START Text excerpt
Remember nursery rhymes? Did you know they are a vitally important element in teaching a child to read? Neither did I but the National Institute of Health made it their business to find out.
Back in 1997 Congress charged the NIH with the responsibility of finding out how a human child learns to read. Pretty weighty stuff, huh? Why did Congress get involved in finding out how kids learn to read? Because, my dear friends, the United States of America hit the wall and it wasn't pretty.
We as a nation fell to the bottom of the heap on the world scale of literacy. Yep, hard to believe but believe it because it is the ugly truth. One of the richest, at that point of time anyway, countries on earth with guaranteed free education for all had quickly turned into a nation of reading dunces. The Powers That Be weren't too happy about this sad state of affairs. It was embarrassing. It was dangerous. After all, how could the USA remain a global super power if its general population was illiterate?
It makes for fascinating reading: http://www.nichd.nih.gov/publications/nrp/upload/smallbook_pdf.pdf
What the NIH surprisingly found out was this: a child must be able to hear every sound within a spoken word. These sounds are called phonemes. Nursery rhymes, it turns out, are a sort of aerobic work out for the ear and brain to connect with phonemes, developing something called phonemic awareness. Without it, a child doesn't stand a chance.
END Text excerpt
START Extracted entries
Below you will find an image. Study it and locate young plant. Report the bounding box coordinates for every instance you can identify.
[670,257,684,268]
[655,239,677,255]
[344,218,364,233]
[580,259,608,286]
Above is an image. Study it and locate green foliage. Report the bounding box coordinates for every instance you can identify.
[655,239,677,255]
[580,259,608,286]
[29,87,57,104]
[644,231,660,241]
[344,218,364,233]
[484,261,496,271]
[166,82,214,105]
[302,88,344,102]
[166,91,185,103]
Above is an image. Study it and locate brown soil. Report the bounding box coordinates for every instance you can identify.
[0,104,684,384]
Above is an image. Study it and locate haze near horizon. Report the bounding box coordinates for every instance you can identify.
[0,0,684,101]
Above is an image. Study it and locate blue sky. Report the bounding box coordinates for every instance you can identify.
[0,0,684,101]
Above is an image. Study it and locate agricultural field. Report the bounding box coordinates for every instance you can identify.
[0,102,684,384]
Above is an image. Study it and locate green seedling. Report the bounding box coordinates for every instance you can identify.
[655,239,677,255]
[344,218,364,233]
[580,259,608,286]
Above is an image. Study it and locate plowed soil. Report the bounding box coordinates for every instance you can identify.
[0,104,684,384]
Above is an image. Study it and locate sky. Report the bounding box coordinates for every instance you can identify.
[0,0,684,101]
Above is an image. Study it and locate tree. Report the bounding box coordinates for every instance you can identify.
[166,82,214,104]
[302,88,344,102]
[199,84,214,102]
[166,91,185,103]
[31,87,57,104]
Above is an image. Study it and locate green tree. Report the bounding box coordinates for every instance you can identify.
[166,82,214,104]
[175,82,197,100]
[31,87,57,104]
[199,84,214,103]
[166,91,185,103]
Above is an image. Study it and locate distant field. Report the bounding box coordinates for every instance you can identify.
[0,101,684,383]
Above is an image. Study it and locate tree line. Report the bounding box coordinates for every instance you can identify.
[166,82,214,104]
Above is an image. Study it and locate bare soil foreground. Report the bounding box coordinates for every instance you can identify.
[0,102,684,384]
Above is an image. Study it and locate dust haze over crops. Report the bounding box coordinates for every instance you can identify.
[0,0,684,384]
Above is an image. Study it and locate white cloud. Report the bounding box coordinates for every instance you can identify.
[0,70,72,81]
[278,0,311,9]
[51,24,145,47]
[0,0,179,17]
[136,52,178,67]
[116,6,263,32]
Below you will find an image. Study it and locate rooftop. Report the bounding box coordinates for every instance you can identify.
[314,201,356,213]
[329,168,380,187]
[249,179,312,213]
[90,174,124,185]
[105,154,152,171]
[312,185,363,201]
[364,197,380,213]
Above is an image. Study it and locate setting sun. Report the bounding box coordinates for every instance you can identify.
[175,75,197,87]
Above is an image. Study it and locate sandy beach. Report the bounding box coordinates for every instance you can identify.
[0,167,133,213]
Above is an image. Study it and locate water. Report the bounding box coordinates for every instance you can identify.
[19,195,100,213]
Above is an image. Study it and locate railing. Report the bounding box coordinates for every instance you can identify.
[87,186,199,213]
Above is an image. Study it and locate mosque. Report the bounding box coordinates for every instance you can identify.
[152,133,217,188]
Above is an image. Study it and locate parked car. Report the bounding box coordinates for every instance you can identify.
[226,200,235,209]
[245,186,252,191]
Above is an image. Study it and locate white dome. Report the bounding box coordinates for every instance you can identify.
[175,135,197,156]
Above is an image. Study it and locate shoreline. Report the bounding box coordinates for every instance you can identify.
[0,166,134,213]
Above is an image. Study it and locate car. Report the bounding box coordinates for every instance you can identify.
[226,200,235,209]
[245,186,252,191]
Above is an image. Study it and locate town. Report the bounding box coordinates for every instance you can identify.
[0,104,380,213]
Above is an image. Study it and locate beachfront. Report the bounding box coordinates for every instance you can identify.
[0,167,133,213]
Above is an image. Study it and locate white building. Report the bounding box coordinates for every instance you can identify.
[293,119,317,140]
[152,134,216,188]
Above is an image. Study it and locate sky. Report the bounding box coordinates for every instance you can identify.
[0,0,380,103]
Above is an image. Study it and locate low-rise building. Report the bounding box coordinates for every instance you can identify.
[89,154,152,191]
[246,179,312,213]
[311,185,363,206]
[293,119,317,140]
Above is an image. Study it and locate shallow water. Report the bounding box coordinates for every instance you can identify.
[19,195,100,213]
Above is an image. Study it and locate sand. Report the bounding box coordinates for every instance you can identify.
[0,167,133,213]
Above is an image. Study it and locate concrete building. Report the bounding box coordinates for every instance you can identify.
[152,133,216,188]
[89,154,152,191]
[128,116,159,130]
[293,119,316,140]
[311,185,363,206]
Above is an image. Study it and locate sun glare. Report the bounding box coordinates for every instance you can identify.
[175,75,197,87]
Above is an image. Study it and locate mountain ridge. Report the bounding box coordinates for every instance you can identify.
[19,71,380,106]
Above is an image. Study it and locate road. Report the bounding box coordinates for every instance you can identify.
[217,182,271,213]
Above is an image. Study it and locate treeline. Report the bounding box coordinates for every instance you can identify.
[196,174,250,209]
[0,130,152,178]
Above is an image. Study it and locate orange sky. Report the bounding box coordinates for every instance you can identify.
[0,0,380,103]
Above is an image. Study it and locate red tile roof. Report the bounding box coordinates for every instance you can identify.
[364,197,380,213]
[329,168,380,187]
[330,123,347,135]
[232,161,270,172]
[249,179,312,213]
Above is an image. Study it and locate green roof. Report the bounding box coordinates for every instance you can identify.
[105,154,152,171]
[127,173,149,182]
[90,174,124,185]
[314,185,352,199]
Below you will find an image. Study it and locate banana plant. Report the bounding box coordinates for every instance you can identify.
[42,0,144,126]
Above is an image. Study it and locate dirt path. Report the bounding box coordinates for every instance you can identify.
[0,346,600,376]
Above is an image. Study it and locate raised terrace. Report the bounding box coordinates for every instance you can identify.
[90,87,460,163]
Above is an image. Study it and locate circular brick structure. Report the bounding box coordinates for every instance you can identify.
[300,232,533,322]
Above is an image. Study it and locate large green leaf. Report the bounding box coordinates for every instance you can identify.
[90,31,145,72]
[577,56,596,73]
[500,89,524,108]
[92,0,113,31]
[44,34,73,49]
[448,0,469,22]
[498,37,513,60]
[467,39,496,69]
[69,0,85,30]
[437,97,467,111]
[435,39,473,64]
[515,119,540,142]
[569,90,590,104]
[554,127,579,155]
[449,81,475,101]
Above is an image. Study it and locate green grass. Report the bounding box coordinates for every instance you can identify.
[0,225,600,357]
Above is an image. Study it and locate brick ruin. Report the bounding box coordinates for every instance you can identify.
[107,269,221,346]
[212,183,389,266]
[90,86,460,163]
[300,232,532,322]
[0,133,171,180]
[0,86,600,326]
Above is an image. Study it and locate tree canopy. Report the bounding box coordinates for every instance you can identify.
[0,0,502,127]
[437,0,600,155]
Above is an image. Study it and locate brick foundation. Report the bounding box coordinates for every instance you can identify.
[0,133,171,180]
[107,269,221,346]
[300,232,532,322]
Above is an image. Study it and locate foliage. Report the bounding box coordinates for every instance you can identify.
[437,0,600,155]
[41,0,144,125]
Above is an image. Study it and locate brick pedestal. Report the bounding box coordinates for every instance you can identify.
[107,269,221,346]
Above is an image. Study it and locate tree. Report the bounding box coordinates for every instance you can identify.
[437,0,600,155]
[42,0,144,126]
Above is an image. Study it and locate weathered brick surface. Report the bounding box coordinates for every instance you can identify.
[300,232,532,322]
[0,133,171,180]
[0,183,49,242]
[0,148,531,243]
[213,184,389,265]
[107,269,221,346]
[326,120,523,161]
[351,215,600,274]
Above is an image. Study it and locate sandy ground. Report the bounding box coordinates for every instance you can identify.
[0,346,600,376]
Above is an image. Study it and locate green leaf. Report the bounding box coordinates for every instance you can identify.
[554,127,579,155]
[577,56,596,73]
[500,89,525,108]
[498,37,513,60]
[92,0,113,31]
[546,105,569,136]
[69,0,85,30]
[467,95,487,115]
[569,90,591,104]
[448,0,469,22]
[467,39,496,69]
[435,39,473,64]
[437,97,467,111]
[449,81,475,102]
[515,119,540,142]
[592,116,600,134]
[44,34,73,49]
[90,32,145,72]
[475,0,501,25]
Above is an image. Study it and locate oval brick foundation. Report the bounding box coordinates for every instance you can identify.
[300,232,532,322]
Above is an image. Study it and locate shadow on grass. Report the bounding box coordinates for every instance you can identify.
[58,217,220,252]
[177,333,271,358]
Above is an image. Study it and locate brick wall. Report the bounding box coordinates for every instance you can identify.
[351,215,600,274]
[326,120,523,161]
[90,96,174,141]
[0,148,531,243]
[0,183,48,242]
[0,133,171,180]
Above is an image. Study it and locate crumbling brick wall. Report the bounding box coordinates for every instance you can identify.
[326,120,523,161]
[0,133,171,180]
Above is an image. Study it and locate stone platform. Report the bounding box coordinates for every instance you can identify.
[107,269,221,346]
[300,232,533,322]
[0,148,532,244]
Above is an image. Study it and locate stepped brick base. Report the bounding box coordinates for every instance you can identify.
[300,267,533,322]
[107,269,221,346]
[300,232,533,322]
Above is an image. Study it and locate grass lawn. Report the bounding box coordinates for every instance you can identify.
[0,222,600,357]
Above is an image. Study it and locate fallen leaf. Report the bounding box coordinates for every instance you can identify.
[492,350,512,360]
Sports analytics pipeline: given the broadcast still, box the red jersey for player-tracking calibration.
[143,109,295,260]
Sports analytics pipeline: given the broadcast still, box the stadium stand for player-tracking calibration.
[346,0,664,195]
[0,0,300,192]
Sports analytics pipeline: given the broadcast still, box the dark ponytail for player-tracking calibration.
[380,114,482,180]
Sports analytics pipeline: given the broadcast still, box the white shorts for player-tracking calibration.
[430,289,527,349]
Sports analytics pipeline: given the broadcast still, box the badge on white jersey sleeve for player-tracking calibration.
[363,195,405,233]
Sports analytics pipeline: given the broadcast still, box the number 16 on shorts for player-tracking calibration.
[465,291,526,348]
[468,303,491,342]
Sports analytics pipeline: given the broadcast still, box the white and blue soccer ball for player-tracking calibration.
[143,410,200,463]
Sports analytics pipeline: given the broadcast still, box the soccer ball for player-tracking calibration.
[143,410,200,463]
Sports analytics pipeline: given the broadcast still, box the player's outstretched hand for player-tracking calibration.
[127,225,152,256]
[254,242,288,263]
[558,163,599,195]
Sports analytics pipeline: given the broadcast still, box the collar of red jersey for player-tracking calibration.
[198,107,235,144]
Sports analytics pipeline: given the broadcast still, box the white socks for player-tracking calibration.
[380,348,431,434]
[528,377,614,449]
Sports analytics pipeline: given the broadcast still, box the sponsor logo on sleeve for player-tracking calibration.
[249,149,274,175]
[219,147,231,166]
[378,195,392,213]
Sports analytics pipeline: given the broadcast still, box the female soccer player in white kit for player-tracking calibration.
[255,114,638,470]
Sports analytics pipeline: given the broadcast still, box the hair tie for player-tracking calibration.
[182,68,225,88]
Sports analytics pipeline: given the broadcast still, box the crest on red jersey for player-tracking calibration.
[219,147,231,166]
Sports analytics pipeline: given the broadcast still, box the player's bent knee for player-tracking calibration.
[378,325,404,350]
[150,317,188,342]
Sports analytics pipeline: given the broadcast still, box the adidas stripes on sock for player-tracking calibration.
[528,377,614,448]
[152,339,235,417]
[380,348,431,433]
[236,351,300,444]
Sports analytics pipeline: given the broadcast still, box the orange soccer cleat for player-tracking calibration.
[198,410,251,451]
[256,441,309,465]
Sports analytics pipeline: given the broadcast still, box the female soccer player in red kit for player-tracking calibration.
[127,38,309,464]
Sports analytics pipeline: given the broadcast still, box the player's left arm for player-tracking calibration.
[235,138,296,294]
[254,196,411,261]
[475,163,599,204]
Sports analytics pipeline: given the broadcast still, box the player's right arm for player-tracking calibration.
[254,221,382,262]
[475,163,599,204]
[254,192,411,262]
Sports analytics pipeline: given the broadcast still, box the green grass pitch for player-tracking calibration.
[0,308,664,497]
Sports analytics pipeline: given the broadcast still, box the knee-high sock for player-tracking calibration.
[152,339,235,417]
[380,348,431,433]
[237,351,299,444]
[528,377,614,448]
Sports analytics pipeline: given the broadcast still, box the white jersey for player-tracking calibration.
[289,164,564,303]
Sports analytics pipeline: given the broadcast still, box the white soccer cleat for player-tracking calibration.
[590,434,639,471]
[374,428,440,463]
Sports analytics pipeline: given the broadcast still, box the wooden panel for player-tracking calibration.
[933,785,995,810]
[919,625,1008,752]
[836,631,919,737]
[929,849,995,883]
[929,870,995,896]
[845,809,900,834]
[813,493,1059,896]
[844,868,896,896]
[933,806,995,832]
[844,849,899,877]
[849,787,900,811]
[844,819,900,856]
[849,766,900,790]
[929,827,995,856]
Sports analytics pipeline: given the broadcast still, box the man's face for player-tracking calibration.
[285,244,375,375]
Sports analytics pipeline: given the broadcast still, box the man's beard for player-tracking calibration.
END Extracted entries
### Problem statement:
Reproduce in full, without any change, the passage above on nursery rhymes and how children learn to read.

### Written response:
Remember nursery rhymes? Did you know they are a vitally important element in teaching a child to read? Neither did I but the National Institute of Health made it their business to find out.
Back in 1997 Congress charged the NIH with the responsibility of finding out how a human child learns to read. Pretty weighty stuff, huh? Why did Congress get involved in finding out how kids learn to read? Because, my dear friends, the United States of America hit the wall and it wasn't pretty.
We as a nation fell to the bottom of the heap on the world scale of literacy. Yep, hard to believe but believe it because it is the ugly truth. One of the richest, at that point of time anyway, countries on earth with guaranteed free education for all had quickly turned into a nation of reading dunces. The Powers That Be weren't too happy about this sad state of affairs. It was embarrassing. It was dangerous. After all, how could the USA remain a global super power if its general population was illiterate?
It makes for fascinating reading: http://www.nichd.nih.gov/publications/nrp/upload/smallbook_pdf.pdf
What the NIH surprisingly found out was this: a child must be able to hear every sound within a spoken word. These sounds are called phonemes. Nursery rhymes, it turns out, are a sort of aerobic work out for the ear and brain to connect with phonemes, developing something called phonemic awareness. Without it, a child doesn't stand a chance.